***** Zitierter Auszug *****
Wien/Paris - Rechtzeitig zu Beginn der großen Reisewelle in Kontinentaleuropa gibt es auf den Rohölmärkten Zeichen der Entspannung. Die Ankündigung der Internationalen Energieagentur (IEA), die strategischen Reserven anzuzapfen und im Juli insgesamt 60 Millionen Fass (159 Liter) Rohöl zusätzlich auf den Markt zu bringen, hat den Preis des Nordseeöls Brent am Freitag auf ein Siebenwochentief geschickt. Auch an den Zapfsäulen sollte der Effekt bald bemerkbar sein.

Ein Fass der in Europa preisbestimmenden Sorte Brent verbilligte sich um bis zu 1,5 Prozent auf 105,67 Dollar, nachdem es bereits am Vortag in der Spitze um mehr als sieben Prozent abgestürzt war. Die US-Sorte WTI erholte sich dagegen etwas von ihren jüngsten Verlusten und notierte mit 91,20 Dollar 0,2 Prozent höher.

Obamas Kopfzerbrechen

Die IEA mit Sitz in Paris, die die Industrieländer in Energiefragen berät (siehe Wissen), begründete ihre Entscheidung damit, dass "größere Engpässe im Ölmarkt (....) die ohnehin fragile weltweite Konjunkturerholung" bedrohten. Als treibende Kraft hinter der Entscheidung werden die USA gesehen, die knapp die Hälfte der freigegebenen 60 Millionen Fass beisteuern wollen. Präsident Barack Obama dürften die für US-Verhältnisse sehr hohen Spritpreise zunehmend Kopfzerbrechen bereiten. Er muss sich 2012 der Wiederwahl stellen.

Österreich wird sich, obwohl Mitglied der IEA, an der Aktion nicht beteiligen. "Wir halten unsere Notstandsreserven grundsätzlich für tatsächliche Versorgungsengpässe bereit. Die gibt es aber trotz Ausfalls libyscher Lieferungen derzeit nicht", hieß es im Büro des für die Reservehaltung zuständigen Wirtschaftsministers Reinhold Mitterlehner.
***** Bereitgestelltes Material *****
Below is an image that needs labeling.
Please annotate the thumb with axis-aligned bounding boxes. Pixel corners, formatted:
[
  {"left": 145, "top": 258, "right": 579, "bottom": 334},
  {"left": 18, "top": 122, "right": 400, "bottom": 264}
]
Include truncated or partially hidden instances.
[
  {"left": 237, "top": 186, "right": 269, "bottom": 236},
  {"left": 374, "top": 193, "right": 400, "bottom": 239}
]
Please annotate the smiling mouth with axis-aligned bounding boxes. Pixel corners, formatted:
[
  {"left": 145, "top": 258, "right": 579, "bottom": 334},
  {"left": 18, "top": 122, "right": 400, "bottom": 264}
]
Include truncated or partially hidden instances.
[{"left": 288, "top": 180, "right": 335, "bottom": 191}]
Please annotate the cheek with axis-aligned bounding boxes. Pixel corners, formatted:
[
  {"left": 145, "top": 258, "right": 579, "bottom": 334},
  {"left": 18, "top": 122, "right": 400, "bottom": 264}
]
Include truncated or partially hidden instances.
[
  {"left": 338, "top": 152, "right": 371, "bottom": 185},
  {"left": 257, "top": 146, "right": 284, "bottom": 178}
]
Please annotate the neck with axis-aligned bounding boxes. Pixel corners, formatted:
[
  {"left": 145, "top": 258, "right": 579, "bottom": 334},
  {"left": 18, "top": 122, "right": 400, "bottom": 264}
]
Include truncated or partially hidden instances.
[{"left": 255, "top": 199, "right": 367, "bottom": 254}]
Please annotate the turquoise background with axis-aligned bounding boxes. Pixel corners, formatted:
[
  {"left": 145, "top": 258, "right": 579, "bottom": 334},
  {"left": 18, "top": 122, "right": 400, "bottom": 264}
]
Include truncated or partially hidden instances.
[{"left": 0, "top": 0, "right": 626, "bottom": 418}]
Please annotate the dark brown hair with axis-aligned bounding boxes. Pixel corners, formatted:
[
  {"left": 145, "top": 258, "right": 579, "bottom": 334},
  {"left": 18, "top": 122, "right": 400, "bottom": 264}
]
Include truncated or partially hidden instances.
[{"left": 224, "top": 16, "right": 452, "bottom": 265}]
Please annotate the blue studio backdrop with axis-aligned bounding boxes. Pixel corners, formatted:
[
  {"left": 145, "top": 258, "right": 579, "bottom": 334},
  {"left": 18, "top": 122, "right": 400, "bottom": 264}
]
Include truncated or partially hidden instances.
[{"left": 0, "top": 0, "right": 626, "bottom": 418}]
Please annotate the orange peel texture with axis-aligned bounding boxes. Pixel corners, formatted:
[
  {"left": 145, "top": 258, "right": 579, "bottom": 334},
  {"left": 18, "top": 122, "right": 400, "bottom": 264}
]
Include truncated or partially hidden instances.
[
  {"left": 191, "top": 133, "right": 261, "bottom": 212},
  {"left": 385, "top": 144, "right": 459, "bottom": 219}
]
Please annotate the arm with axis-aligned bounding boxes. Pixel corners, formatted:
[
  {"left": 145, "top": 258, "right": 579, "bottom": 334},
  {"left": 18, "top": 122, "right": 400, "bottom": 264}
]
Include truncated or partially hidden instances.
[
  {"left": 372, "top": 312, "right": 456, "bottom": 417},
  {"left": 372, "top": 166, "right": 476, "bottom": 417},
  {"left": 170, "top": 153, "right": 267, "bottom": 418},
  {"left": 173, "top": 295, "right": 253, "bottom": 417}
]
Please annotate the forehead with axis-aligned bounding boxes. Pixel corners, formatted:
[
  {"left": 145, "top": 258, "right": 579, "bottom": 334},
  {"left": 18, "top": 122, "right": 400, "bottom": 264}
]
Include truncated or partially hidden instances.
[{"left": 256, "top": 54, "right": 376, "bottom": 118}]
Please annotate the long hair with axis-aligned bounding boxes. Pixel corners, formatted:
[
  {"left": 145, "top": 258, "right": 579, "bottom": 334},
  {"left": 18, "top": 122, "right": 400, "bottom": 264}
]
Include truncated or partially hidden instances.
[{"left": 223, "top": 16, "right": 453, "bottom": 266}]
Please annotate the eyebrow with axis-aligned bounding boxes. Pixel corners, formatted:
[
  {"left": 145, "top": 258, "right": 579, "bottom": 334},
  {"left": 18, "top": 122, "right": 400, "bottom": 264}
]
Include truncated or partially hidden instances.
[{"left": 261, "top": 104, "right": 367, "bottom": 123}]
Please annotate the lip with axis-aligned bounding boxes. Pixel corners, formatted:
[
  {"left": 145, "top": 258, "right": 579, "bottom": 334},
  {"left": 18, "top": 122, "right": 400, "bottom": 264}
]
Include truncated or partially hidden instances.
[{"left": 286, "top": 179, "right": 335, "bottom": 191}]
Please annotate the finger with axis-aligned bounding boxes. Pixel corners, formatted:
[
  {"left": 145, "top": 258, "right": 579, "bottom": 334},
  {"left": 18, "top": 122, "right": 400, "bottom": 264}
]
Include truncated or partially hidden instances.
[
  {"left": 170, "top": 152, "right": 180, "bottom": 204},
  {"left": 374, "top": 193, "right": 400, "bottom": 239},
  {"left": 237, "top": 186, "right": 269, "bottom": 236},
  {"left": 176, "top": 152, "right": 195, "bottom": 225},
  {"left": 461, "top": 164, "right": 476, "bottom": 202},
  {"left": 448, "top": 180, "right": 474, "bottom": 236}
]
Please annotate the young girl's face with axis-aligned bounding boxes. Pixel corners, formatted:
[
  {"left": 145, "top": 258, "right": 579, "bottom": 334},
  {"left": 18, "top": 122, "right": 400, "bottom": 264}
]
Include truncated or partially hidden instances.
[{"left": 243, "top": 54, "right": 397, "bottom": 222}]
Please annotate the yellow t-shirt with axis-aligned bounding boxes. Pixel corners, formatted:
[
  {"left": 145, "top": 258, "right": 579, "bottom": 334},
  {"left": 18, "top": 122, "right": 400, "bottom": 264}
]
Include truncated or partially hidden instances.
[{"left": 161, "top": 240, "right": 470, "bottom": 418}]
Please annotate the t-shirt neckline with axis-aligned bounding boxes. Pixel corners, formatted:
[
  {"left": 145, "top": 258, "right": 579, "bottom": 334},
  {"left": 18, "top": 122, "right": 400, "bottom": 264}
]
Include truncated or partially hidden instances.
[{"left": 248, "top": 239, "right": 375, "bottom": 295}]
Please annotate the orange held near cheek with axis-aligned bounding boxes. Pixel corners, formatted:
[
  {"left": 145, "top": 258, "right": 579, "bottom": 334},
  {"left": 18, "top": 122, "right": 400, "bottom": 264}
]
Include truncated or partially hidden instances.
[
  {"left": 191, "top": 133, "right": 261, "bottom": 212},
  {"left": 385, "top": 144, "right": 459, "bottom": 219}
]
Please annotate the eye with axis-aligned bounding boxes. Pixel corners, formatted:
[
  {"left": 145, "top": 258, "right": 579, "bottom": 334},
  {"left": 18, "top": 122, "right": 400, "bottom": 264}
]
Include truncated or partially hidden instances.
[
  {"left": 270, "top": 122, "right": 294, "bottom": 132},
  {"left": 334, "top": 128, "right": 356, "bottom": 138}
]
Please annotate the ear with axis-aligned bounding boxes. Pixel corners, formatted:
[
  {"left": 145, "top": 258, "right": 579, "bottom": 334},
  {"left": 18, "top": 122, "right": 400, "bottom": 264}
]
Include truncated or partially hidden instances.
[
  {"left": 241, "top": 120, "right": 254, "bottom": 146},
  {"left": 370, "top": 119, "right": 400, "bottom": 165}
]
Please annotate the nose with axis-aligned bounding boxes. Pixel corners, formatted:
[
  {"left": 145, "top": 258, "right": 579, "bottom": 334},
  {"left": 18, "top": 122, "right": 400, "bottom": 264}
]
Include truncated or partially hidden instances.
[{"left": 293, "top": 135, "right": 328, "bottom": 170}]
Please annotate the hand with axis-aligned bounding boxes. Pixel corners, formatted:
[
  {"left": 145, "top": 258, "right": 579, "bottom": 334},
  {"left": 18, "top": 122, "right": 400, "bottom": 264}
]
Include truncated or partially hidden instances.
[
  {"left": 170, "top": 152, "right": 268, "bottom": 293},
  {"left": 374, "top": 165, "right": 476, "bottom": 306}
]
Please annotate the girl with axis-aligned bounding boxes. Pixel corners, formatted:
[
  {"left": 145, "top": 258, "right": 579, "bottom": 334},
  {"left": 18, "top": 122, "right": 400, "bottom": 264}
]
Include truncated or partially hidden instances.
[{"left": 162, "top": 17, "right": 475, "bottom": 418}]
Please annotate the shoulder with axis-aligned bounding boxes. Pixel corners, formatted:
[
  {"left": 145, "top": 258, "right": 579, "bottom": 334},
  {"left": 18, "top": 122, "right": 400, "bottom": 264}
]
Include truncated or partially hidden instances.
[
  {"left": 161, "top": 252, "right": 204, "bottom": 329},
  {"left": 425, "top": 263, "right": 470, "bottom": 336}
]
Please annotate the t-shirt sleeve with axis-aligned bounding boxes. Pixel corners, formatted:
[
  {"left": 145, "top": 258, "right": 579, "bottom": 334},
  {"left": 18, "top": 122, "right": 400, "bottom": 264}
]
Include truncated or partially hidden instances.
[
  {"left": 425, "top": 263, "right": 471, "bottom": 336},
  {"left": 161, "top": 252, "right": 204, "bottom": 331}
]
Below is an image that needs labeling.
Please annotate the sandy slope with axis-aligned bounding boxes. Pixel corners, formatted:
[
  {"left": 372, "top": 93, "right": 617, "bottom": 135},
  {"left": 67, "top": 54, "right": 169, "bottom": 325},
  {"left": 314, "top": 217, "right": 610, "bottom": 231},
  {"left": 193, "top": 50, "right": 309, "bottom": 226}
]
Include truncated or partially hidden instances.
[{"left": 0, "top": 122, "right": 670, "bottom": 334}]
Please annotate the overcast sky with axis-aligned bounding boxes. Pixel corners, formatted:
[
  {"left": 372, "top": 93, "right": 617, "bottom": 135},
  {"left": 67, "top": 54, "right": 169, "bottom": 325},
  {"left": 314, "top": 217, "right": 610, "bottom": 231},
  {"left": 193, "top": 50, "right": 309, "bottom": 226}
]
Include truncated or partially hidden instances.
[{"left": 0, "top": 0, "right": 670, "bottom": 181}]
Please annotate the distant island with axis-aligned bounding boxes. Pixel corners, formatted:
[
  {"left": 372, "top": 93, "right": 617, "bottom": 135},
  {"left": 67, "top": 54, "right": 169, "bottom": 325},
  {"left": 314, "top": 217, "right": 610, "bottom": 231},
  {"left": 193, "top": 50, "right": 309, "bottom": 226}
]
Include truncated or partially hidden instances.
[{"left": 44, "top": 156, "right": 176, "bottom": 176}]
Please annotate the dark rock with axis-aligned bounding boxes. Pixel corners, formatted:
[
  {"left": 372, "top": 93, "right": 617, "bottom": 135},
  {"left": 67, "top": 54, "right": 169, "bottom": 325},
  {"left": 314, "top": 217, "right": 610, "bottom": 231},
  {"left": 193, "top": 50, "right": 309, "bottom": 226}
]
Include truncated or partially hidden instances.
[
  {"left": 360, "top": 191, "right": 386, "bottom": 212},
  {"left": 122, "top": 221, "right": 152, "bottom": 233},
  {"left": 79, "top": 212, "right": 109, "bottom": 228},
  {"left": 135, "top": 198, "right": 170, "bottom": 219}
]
*****
## Aufgaben
[1] Formatiere die Zeilen, beginnend mit der Zeile, die „Please annotate the dark rock“ enthält, und endend mit der letzten Zeile, als Markdown-Tabelle mit den Spalten „Nr.“ (fortlaufende Nummer) und „Inhalt“ (die jeweilige Zeile), wobei leere Zeilen entfallen.
[2] Führe den Artikel über die Freigabe der strategischen Ölreserven durch die IEA nach seinem letzten Satz fort.
Der Artikel und die Zeilen stammen aus voneinander unabhängigen Quellen.

## Lösungen
[1]
| Nr. | Inhalt |
|---|---|
| 1 | Please annotate the dark rock with axis-aligned bounding boxes. Pixel corners, formatted: |
| 2 | [ |
| 3 |   {"left": 372, "top": 93, "right": 617, "bottom": 135}, |
| 4 |   {"left": 67, "top": 54, "right": 169, "bottom": 325}, |
| 5 |   {"left": 314, "top": 217, "right": 610, "bottom": 231}, |
| 6 |   {"left": 193, "top": 50, "right": 309, "bottom": 226} |
| 7 | ] |
| 8 | Include truncated or partially hidden instances. |
| 9 | [ |
| 10 |   {"left": 360, "top": 191, "right": 386, "bottom": 212}, |
| 11 |   {"left": 122, "top": 221, "right": 152, "bottom": 233}, |
| 12 |   {"left": 79, "top": 212, "right": 109, "bottom": 228}, |
| 13 |   {"left": 135, "top": 198, "right": 170, "bottom": 219} |
| 14 | ] |

[2]
Österreich ist wie andere Länder angehalten, mindestens 90 Tage seiner vorjährigen Nettoimporte als Pflichtnotstandsreserve zu halten. Dies wird in Österreich und anderen IEA-Mitgliedsländern im Moment deutlich übererfüllt (siehe Grafik). Per Ende März waren in den diversen Tanklagern der in Österreich tätigen Mineralölfirmen rund 3,1 Mio. Tonnen oder 19,5 Mio. Fass Rohöl und -produkte als strategische Reserve gebunkert. Österreich hat seine Reserven bisher noch nie angezapft, auch nicht während des Golfkriegs 1991 und auch nicht 2005, als der Hurrikan Katrina die Ölförderung im Golf von Mexiko beeinträchtigte und die Preise nach oben trieb.

"Der Zeitpunkt der Entscheidung, zwei Millionen Fass pro Tag aus den strategischen Reserven zu nehmen, kommt doch etwas überraschend", sagte Carsten Fritsch, Analyst der Commerzbank in Frankfurt, dem Standard. "Wenn, dann hätte man das vor zwei, drei Monaten machen sollen, als der Krieg in Libyen losging."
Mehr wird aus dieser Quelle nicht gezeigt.